▶ _Exercise objective_: Reproduce exactly, with no other output, every line of the data below from the line containing "backrest in the picture above?" to the end, inclusive.

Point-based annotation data
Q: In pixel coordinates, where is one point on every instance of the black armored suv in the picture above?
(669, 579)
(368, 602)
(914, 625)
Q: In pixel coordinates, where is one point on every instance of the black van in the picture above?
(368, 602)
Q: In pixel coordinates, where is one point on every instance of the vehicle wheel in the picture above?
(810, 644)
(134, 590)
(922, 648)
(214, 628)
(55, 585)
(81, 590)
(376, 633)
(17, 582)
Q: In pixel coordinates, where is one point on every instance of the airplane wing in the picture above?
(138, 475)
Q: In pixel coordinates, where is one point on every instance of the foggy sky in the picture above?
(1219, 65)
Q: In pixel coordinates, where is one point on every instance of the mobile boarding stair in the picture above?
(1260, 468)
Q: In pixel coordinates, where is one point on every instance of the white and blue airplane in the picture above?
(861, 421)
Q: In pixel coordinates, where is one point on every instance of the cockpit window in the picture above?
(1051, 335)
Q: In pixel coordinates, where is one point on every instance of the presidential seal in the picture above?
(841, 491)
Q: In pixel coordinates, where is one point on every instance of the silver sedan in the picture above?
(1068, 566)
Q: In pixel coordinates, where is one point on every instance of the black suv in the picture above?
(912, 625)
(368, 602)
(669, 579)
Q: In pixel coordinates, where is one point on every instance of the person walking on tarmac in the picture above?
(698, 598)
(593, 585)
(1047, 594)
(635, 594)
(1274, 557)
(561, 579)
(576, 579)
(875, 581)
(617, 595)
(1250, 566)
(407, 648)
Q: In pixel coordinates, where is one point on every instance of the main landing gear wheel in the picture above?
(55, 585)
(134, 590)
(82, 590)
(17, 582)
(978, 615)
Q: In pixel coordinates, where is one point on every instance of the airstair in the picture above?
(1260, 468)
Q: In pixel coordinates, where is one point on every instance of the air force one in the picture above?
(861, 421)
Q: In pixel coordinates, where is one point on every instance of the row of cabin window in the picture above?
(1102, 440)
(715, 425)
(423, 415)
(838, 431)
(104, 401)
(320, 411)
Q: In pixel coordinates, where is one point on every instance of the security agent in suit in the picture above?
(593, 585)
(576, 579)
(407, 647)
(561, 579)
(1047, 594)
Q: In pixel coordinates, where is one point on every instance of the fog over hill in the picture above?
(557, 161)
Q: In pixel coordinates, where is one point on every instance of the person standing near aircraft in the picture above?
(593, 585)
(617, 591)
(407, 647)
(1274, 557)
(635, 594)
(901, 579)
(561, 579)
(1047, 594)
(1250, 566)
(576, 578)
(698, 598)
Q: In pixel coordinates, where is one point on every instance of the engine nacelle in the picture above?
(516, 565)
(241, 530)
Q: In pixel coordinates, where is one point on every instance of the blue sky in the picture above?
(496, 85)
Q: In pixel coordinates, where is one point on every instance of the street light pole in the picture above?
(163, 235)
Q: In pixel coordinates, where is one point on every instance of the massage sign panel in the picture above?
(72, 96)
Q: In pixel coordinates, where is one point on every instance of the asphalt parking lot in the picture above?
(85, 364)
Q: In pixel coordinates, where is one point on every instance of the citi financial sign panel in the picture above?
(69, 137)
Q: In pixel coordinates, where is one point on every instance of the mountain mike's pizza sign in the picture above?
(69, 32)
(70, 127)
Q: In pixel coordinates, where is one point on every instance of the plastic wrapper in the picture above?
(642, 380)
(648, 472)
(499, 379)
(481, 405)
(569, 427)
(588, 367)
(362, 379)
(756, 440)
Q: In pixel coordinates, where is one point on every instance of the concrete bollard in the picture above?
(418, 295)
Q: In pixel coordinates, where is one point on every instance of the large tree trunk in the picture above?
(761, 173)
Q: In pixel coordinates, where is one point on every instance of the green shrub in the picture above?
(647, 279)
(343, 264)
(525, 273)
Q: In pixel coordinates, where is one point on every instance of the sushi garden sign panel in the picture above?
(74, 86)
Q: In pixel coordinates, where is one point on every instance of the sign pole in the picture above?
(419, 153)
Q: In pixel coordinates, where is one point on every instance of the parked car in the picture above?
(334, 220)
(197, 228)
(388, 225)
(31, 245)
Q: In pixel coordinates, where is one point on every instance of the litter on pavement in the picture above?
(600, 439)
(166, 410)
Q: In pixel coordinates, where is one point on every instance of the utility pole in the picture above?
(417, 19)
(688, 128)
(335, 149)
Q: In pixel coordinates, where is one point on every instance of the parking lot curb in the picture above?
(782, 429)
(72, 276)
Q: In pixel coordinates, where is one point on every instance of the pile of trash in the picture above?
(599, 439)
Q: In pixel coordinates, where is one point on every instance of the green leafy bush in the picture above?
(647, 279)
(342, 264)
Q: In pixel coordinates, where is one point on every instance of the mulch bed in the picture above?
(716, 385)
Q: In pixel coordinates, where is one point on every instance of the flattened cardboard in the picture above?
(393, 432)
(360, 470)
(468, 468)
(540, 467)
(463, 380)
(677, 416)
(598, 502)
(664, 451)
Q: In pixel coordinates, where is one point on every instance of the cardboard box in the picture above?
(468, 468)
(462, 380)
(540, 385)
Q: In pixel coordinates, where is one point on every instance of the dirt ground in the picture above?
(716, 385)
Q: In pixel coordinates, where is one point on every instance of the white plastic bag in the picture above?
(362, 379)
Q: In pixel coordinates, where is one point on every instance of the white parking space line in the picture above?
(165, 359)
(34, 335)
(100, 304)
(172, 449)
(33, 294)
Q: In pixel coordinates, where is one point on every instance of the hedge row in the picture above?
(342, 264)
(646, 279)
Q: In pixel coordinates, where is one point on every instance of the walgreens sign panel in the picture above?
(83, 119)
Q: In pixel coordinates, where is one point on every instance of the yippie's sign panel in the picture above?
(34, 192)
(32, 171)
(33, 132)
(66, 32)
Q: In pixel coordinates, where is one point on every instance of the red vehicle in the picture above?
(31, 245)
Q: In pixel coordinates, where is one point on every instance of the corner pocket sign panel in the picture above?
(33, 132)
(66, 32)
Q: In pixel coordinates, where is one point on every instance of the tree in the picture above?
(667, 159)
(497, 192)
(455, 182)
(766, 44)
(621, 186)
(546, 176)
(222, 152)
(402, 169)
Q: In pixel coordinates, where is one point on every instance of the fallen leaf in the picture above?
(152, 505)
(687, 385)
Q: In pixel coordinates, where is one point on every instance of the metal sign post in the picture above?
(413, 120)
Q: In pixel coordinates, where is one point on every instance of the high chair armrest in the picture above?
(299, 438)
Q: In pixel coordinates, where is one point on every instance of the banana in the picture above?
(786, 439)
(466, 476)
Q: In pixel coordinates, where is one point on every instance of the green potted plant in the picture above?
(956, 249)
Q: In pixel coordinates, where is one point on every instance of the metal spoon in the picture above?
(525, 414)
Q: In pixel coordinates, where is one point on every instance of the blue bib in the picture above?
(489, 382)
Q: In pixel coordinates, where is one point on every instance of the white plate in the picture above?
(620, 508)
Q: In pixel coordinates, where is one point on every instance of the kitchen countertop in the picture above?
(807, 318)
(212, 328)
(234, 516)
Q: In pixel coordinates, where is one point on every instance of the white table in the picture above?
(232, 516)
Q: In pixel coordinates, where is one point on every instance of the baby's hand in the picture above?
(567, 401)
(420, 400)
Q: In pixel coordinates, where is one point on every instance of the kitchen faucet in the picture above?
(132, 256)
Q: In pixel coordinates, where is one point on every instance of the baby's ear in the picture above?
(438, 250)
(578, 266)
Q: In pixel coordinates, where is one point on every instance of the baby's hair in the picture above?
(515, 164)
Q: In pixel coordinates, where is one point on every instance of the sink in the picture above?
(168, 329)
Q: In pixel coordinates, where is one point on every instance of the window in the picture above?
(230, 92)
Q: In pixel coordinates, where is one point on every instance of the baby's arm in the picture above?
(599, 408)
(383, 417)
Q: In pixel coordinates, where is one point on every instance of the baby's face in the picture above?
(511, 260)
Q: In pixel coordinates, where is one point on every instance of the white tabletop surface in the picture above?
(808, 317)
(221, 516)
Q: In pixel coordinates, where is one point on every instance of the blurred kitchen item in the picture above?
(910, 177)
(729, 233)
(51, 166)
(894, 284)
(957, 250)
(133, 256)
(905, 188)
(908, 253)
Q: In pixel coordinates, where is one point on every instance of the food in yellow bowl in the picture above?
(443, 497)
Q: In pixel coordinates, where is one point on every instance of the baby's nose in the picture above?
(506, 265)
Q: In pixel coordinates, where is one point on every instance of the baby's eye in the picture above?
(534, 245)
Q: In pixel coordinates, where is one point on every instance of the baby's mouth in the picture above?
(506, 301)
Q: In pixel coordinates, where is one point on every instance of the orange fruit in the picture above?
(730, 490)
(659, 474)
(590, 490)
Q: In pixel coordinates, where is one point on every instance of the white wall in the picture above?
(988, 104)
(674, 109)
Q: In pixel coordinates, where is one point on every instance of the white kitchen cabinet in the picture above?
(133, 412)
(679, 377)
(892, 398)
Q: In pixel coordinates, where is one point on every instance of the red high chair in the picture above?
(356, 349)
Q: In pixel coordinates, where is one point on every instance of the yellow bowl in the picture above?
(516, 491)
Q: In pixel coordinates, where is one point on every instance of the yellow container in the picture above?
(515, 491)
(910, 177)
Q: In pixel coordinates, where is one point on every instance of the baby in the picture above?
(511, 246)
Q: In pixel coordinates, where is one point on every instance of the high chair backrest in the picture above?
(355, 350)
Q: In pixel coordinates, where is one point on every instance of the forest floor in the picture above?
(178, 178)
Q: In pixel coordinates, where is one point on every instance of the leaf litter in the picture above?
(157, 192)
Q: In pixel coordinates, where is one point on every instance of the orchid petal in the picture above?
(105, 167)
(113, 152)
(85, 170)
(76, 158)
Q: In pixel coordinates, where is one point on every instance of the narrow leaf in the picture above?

▶ _Solution to this problem_:
Q: In pixel coordinates, where is one point on every instance of the high chair backrest in the picture above?
(355, 350)
Q: In pixel coordinates, where is one point on every instance of the forest floor in the picture above?
(178, 178)
Q: In pixel coordinates, where is one point on every instance of the leaf litter in the picture above?
(157, 192)
Q: In pixel coordinates, where is one point on every instance of the orchid petal in the picture above?
(105, 167)
(113, 152)
(85, 170)
(76, 158)
Q: In pixel coordinates, where is one point on every instance of the narrow leaf in the picture above?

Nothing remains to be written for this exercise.